[Data extracted from a collection]
+-------+
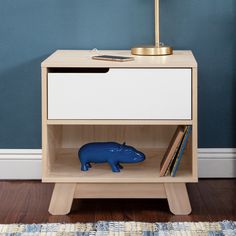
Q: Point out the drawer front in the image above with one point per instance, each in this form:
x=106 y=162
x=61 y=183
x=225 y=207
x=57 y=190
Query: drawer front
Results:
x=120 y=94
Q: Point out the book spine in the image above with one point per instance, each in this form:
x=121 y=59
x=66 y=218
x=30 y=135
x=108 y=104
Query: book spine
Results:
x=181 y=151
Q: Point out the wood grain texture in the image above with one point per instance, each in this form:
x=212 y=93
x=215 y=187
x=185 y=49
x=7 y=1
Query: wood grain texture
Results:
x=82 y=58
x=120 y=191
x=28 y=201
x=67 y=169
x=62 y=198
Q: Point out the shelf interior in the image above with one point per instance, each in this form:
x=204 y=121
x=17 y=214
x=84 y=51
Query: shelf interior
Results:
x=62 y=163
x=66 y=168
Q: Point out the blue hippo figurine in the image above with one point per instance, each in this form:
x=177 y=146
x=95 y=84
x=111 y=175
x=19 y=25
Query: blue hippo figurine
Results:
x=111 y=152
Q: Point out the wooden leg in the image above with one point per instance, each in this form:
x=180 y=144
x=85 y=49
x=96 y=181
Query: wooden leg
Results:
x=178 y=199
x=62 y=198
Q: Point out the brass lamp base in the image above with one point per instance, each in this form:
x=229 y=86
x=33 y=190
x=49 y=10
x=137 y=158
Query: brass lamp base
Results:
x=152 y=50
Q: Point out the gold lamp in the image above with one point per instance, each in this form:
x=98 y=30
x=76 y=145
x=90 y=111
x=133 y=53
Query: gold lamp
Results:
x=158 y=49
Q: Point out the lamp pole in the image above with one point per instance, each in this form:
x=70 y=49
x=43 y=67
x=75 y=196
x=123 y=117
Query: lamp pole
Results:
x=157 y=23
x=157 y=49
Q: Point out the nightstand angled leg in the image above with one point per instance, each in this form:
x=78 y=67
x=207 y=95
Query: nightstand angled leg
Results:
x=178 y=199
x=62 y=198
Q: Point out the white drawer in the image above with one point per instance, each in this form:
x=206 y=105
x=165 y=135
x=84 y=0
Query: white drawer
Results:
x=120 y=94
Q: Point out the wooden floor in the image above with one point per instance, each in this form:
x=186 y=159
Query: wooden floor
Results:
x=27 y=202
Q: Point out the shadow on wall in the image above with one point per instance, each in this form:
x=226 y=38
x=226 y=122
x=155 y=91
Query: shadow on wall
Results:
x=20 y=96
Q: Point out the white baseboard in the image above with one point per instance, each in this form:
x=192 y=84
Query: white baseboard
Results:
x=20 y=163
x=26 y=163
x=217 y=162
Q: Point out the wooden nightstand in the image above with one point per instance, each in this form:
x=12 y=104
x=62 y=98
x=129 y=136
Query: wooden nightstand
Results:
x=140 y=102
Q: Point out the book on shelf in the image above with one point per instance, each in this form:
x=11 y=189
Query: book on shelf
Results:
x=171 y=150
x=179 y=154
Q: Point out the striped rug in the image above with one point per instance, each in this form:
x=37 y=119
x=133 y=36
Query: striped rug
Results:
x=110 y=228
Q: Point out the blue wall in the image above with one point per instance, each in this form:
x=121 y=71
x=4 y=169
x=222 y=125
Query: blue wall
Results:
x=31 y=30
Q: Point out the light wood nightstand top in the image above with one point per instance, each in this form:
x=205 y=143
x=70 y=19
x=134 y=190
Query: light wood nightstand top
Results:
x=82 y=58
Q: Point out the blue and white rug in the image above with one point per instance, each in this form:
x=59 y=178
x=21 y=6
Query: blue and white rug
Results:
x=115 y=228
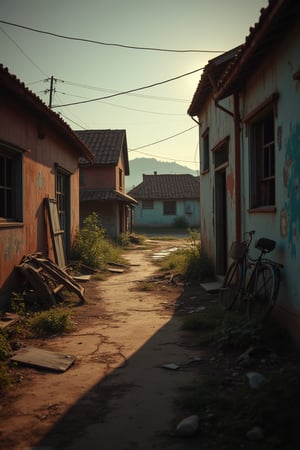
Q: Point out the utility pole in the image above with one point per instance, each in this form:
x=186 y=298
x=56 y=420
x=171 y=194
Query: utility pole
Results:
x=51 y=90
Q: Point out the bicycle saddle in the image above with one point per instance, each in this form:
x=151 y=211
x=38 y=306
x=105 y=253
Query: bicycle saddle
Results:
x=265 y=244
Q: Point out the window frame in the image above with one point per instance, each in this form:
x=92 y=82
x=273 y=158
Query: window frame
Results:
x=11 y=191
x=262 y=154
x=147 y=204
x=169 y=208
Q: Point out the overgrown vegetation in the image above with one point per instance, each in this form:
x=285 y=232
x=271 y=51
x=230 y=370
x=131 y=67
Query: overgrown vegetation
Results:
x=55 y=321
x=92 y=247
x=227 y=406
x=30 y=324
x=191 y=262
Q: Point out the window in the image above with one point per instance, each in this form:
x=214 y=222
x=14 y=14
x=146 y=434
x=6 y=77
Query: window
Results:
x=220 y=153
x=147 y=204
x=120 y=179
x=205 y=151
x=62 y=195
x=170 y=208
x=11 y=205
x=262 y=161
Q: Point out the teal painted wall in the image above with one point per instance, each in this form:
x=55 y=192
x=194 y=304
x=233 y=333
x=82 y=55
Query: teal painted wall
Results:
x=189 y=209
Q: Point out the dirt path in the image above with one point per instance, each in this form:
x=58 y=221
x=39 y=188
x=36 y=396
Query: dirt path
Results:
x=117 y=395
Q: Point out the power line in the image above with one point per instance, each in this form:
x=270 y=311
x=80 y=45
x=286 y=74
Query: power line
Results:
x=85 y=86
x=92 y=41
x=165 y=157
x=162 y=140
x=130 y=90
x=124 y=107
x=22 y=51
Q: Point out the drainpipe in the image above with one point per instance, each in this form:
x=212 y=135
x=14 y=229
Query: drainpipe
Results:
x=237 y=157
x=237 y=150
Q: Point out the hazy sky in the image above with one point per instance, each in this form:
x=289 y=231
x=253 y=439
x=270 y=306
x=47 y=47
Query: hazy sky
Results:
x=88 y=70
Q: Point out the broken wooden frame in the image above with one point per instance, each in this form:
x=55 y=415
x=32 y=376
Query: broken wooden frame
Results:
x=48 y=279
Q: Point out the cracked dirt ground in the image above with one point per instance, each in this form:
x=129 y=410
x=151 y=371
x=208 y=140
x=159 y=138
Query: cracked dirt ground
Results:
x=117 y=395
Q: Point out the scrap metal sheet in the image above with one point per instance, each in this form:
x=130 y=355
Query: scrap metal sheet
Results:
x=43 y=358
+-------+
> PROBLEM STATEMENT
If a line in the records contains the string "path", copy it out.

> COMPLETED EXERCISE
Q: Point out the dirt path in the image above with one point per instance, each in this form:
Query: dirt path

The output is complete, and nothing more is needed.